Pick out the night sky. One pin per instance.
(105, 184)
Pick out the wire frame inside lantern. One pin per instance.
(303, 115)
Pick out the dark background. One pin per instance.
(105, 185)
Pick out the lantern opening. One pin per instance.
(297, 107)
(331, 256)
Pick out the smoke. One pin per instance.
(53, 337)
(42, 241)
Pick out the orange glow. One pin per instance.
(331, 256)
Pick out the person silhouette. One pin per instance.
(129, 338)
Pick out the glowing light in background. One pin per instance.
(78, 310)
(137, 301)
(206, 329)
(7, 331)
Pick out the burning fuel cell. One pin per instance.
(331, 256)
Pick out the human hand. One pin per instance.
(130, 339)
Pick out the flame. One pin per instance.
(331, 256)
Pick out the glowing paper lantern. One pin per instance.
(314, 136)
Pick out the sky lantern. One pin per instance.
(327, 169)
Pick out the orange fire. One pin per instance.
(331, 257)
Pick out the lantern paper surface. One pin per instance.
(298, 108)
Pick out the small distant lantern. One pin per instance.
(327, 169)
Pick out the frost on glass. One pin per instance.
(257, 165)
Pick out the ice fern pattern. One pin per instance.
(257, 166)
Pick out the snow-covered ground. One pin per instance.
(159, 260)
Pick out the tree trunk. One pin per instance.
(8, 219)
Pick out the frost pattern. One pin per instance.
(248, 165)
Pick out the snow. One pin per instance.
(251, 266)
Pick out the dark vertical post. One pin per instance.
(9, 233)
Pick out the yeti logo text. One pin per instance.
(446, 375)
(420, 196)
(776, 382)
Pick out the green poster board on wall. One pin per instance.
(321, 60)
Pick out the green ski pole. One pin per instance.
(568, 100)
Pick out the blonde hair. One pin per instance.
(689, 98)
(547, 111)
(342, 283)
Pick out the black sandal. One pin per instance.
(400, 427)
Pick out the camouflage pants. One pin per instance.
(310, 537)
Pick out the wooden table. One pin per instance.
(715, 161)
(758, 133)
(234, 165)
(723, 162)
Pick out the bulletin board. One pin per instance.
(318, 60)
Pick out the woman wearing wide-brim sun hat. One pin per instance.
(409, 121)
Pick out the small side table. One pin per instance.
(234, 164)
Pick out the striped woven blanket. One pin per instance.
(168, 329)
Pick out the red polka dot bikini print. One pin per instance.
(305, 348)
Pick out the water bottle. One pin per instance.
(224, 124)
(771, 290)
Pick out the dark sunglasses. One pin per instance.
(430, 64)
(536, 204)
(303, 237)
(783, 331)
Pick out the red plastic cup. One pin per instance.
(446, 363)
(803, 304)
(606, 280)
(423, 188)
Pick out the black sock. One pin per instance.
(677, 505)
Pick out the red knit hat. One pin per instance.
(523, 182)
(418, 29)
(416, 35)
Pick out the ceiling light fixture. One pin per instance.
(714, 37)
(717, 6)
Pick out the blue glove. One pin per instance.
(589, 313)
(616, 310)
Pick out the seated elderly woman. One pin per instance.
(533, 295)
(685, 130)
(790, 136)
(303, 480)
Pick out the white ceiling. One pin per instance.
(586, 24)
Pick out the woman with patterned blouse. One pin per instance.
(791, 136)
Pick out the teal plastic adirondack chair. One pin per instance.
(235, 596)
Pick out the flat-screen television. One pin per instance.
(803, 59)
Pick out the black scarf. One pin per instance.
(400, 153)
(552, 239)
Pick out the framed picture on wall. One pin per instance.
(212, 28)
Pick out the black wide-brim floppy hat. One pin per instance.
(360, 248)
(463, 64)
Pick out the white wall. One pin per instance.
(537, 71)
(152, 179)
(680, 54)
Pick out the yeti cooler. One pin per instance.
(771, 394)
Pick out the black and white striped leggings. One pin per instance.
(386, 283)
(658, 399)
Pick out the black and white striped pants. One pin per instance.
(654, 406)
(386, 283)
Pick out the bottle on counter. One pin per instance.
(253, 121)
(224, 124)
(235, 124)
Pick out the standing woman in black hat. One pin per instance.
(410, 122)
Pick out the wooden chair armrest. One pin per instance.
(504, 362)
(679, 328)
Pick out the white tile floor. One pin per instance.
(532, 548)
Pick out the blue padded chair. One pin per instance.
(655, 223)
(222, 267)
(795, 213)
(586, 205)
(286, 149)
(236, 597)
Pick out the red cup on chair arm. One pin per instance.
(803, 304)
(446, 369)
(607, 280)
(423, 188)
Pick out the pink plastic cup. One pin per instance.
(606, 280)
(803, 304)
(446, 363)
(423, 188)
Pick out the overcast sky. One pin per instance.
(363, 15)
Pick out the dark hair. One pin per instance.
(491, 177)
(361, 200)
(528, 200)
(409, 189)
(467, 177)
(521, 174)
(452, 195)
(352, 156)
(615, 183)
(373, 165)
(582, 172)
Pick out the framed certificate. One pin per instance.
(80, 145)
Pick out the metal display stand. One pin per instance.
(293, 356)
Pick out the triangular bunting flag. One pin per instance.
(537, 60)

▸ DO WYKONANIA
Przepisz bez żadnych zmian wszystkie linie podane powyżej.

▸ WYNIK ĆWICZENIA
Pick out the night sky. One pin per instance.
(105, 184)
Pick out the wire frame inside lantern. One pin per instance.
(303, 115)
Pick out the dark background. One pin per instance.
(105, 185)
Pick out the lantern opening. One pin per instance.
(297, 107)
(331, 256)
Pick out the smoke. One pin per instance.
(53, 337)
(42, 241)
Pick out the orange glow. One pin per instance.
(331, 256)
Pick out the person silhouette. One pin per instance.
(129, 338)
Pick out the glowing light in background. One pin per instance.
(78, 310)
(137, 301)
(206, 329)
(7, 331)
Pick out the burning fuel cell. One pin per instance.
(331, 256)
Pick out the human hand. One pin per instance.
(130, 339)
Pick out the flame. One pin per instance.
(331, 256)
Pick out the glowing paper lantern. One pin per instance.
(314, 136)
Pick out the sky lantern. One pin per instance.
(327, 169)
Pick out the orange fire. One pin per instance.
(331, 257)
Pick out the lantern paper surface. One pin per instance.
(298, 108)
Pick out the small distant lantern. One pin per instance.
(327, 169)
Pick out the frost on glass. One pin per instance.
(257, 165)
Pick out the ice fern pattern. One pin per instance.
(257, 166)
Pick out the snow-covered ground. One pin per instance.
(159, 260)
Pick out the tree trunk. One pin per instance.
(8, 219)
Pick out the frost pattern. One pin per instance.
(248, 165)
Pick out the snow. One pin per instance.
(251, 266)
Pick out the dark vertical post. One pin per instance.
(9, 233)
Pick out the yeti logo text. One pin per instance.
(446, 375)
(420, 196)
(776, 382)
Pick out the green poster board on wall. One pin per instance.
(321, 60)
Pick out the green ski pole. One pin per instance.
(568, 100)
Pick out the blonde hair. One pin per instance.
(689, 98)
(547, 111)
(342, 283)
Pick out the black sandal. One pin per instance.
(400, 427)
Pick out the camouflage pants. One pin per instance.
(310, 537)
Pick out the wooden table. One pin per instance.
(715, 161)
(758, 133)
(234, 165)
(723, 162)
Pick out the bulletin board. One pin per instance.
(318, 60)
Pick out the woman wearing wide-brim sun hat. One pin per instance.
(409, 121)
Pick out the small side table. One pin per instance.
(234, 164)
Pick out the striped woven blanket. One pin per instance.
(168, 329)
Pick out the red polka dot bikini print. One pin per instance.
(305, 348)
Pick out the water bottle. One pin per instance.
(224, 124)
(771, 290)
Pick out the dark sunglasses. One pin per instance.
(430, 64)
(536, 204)
(303, 237)
(783, 331)
Pick out the red plastic cup. One pin per instance.
(446, 363)
(803, 304)
(606, 280)
(423, 188)
Pick out the black sock. One pin per instance.
(677, 505)
Pick out the red knit hat. One pin per instance.
(523, 182)
(418, 29)
(416, 35)
Pick out the ceiling light fixture. One pin per instance.
(714, 37)
(717, 6)
Pick out the blue glove. One pin per instance.
(589, 313)
(616, 310)
Pick out the seated elderly woman. One pin per instance.
(533, 295)
(685, 130)
(790, 136)
(303, 480)
Pick out the white ceiling. One pin per instance.
(586, 24)
Pick out the woman with patterned blouse. One pin per instance.
(791, 136)
Pick out the teal plastic adirondack chair. One pin per instance.
(235, 596)
Pick out the flat-screen television. One pin per instance.
(803, 59)
Pick out the black scarf. One pin per instance.
(400, 153)
(552, 239)
Pick out the framed picture on wall. One pin per instance.
(212, 28)
Pick out the black wide-brim floppy hat. One pin per instance.
(360, 248)
(463, 64)
Pick out the white wall. One pin per instance.
(537, 71)
(152, 179)
(680, 54)
Pick out the yeti cooler. One pin per instance.
(771, 394)
Pick out the black and white striped leggings. One pin per instance.
(386, 283)
(658, 399)
Pick out the black and white striped pants. One pin per instance.
(654, 406)
(386, 283)
Pick out the bottle on counter. One pin per instance.
(253, 121)
(224, 124)
(235, 124)
Pick out the standing woman in black hat. One pin per instance.
(410, 122)
Pick out the wooden chair armrest. One pin per instance.
(504, 362)
(679, 328)
Pick out the white tile floor. One pin per instance.
(532, 548)
Pick out the blue padded chair. One pin per instance.
(655, 223)
(222, 267)
(795, 213)
(586, 205)
(286, 149)
(236, 597)
Pick out the red cup on chair arm. One pin per instance.
(803, 304)
(446, 369)
(607, 280)
(423, 188)
Pick out the pink plastic cup. One pin per instance.
(606, 280)
(803, 304)
(446, 363)
(423, 188)
Pick out the overcast sky. One pin per instance.
(363, 15)
Pick out the dark hair. One pin per instance.
(491, 177)
(361, 200)
(528, 200)
(409, 189)
(467, 177)
(521, 174)
(452, 195)
(352, 156)
(615, 183)
(373, 165)
(582, 172)
Pick out the framed certificate. One pin per instance.
(80, 145)
Pick out the metal display stand. One pin per instance.
(293, 356)
Pick out the triangular bunting flag. One pin per instance.
(537, 60)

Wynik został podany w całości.